EXCERPT:
The complainant is met, at the threshold, with the fact that the land upon which it seeks to fix a lien is owned by the defendant R. L. Green and his wife, Louisa A. Green; and this, as uniformly held by the Supreme Court of this state, which is the "rule of property” controlling this court, gives them an estate by entireties, which cannot be aliened, burdened, or in any manner affected, except by their joint action. In Hood v. Mercer, 150 N. C. 699, 64 S. E. 897, it is held, in accordance with an unbroken line of decisions, that a judgment against the husband does not constitute a lien upon land owned by his wife and himself. They may convey a good and indefeasible title subsequent to, and notwithstanding, the docketing of the judgment. Authorities from other states are cited to the effect that the interest of the husband may be burdened with the lien. Boisot on Mechanic’s Liens, § 28. The law in this state is otherwise.

The deed to the land, under which Green and wife claim title, bears date May 12,1906, and following the description contains these words:

“This being a piece or parcel of land on which Robert Green is now erecting an ice plant.”

It is insisted that thig language put Mrs. Green upon notice that the lot was, or might become, subject to a lien for the labor and materials performed and furnished, etc. The case of Bank v. Vass, 130 N. C. 593, 41 S. E. 791; is relied upon. to sustain this contention. It was there held that the words, “Said 239 acres is subject to a mortgage or deed of trust for about $1,650, balance of purchase money on same,” following the description, and the words following the warranty clause, “that the same are free from all incumbrances whatever, except as above stated,” established a trust in equity in favor of the creditor. There are other cases in the books to the same effect, but it will be noted that in all ¡of them the language is very much more specific in its character than here. This language certainly cannot operate by way of an estoppel as between complainants and the feme grantee; but, assuming that it could do so, what would be its effect? The only fact asserted is that her husband was building an ice plant on the lot. Suppose that he had thereafter executed a mortgage to complainant for the price of the plant, it will hardly be contended that she was estopped to assert her title as against the mortgage. If the recital is relied upon to bring her within the language of section 2015, Revisal 1905, it will be noted that, by that statute, her property becomes liable when the improvements on her land are made with her “consent or procurement.” This language indicates something more than mere knowledge that her husband is making the improvement; otherwise the title to her separate real estate, supposed to be protected by careful y devised constitutional and legislative safeguards, would be, as to liens of this character, easily burdened. To consent to or procure improvements on one’s real estate requires some act, or words, much more unequivocal than mere silence with knowledge of the fact. ■

*895Attention is called to the fact that, in the trust deed executed by Green and wife to Aycock, this provision is found :

“It Is further stipulated and agreed that any sum expended by the parties of the third part [National Bank of Greenville] to remove any prior liens or incumbrances shall be added to and constitute a part of the debt hereby secured and shall bear interest at the same rate.”

PROBLEM REQUIREMENTS:
Continue the court opinion on the lien claimed against the Greens' land, starting after the trust deed provision it quotes.

GIVEN INFORMATION:
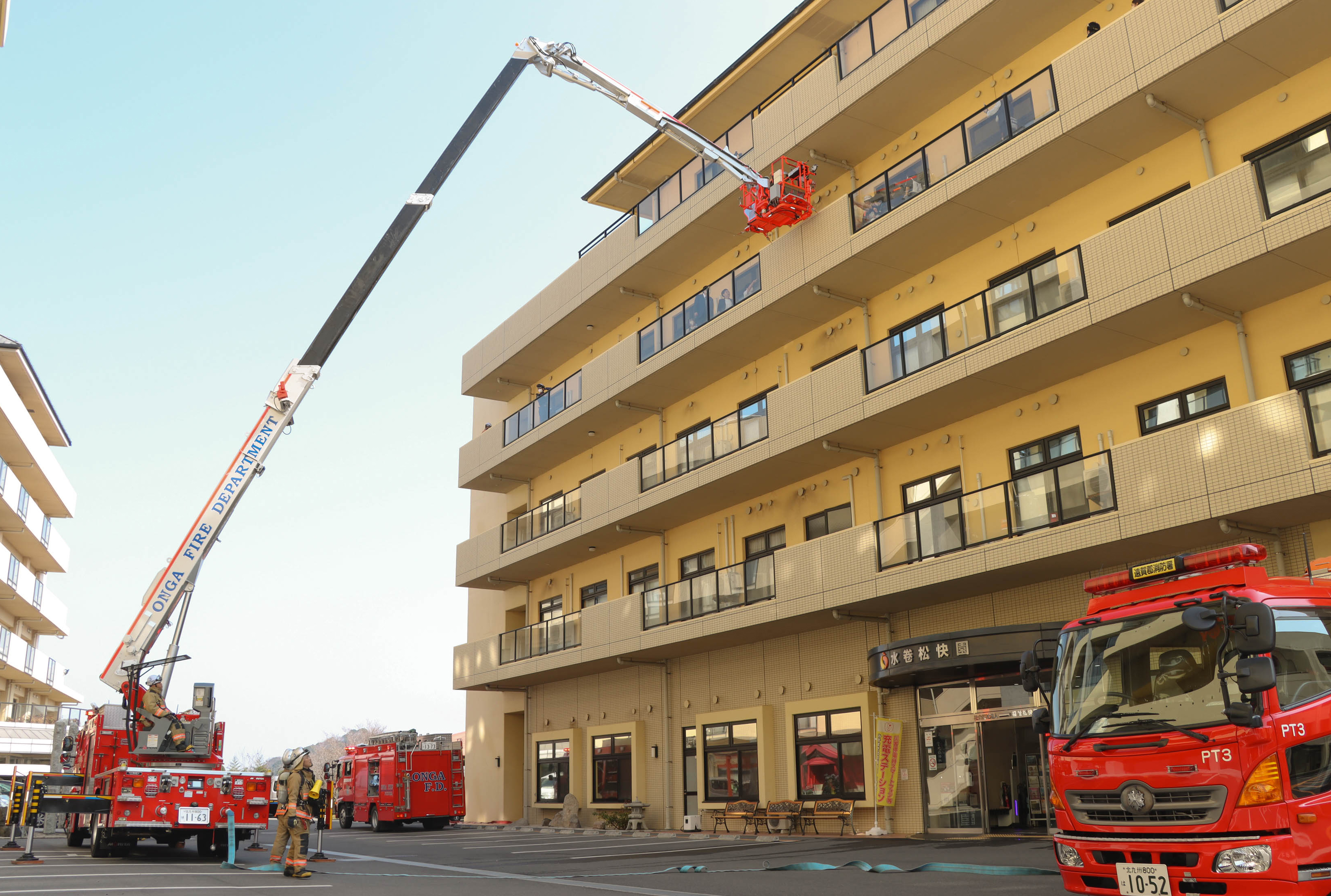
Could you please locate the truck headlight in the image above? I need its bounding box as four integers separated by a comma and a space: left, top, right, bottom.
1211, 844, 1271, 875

* * *

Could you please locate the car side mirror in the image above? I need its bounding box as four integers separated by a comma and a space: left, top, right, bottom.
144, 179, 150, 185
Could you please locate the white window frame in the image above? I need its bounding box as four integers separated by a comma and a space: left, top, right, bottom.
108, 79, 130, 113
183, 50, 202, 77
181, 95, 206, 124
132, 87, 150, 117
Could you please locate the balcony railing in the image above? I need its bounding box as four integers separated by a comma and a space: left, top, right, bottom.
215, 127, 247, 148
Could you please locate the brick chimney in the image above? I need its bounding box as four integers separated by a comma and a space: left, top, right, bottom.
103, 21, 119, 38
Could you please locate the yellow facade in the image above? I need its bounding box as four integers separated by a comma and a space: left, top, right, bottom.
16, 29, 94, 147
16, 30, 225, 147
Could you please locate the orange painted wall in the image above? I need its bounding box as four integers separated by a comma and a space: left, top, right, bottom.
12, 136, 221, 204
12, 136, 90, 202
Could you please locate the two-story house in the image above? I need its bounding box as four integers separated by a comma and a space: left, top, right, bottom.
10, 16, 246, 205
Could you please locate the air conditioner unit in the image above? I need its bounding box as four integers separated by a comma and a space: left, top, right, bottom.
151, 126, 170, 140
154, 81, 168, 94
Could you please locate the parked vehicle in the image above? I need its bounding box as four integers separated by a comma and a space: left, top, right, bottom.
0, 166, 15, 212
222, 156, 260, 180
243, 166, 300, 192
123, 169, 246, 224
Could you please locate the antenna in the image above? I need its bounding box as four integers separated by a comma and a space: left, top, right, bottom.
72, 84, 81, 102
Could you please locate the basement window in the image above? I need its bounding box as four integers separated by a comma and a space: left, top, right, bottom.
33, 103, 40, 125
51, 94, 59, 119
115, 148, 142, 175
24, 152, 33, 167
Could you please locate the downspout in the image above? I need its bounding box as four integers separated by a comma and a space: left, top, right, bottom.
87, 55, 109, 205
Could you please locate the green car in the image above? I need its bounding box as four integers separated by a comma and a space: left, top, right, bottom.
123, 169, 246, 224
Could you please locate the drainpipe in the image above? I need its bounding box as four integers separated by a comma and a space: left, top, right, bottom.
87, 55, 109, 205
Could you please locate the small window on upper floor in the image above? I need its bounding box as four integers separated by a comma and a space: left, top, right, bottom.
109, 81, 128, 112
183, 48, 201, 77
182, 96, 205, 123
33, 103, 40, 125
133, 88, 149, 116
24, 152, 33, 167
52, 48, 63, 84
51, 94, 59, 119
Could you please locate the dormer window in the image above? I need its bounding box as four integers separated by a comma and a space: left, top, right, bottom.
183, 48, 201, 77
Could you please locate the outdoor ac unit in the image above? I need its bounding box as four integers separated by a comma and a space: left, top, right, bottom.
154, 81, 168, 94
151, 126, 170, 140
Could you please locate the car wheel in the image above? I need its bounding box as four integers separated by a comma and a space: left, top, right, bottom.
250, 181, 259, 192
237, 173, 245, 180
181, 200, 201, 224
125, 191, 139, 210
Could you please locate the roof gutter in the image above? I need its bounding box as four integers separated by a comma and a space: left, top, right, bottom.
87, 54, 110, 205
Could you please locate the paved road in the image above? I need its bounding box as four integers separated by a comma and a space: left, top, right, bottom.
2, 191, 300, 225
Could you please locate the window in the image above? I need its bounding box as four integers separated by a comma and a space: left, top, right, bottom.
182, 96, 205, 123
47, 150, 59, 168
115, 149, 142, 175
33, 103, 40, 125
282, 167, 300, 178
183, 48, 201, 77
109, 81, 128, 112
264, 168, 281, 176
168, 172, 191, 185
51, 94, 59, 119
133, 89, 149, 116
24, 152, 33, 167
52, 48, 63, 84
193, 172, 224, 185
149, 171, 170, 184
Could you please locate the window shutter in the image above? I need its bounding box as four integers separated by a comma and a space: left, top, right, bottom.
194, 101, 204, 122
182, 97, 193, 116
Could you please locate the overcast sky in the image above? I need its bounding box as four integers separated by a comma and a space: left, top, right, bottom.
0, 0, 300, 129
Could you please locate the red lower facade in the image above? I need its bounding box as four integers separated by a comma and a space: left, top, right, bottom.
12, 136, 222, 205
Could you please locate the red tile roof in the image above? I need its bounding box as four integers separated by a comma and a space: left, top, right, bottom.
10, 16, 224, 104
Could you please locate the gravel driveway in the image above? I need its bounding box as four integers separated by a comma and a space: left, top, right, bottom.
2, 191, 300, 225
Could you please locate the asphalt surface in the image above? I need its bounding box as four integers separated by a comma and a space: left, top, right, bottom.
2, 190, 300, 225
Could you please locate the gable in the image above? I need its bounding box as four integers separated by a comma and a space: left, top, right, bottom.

RESULT OF THE EXERCISE:
This deed was executed September 38, 1906. This language cannot be invoked by complainants as a promise to pay, or otherwise provide for the payment, of its debt. Assuming, however, that, to give effect to the purpose of the statute, a court of equity would hold that the lien was valid upon the machine and fixtures, and could be enforced by treating them as removable trade fixtures, complainant is confronted with the difficulty that this property has been destroyed by fire. It endeavors to meet this condition by its supplemental bill, in which it asserts an equity to have the alleged lien transferred to the proceeds of the insurance policies; and to that end, for the purpose of preserving the fund until the rights of the parties can be determined, the money was paid into court and awaits the final decree in this cause.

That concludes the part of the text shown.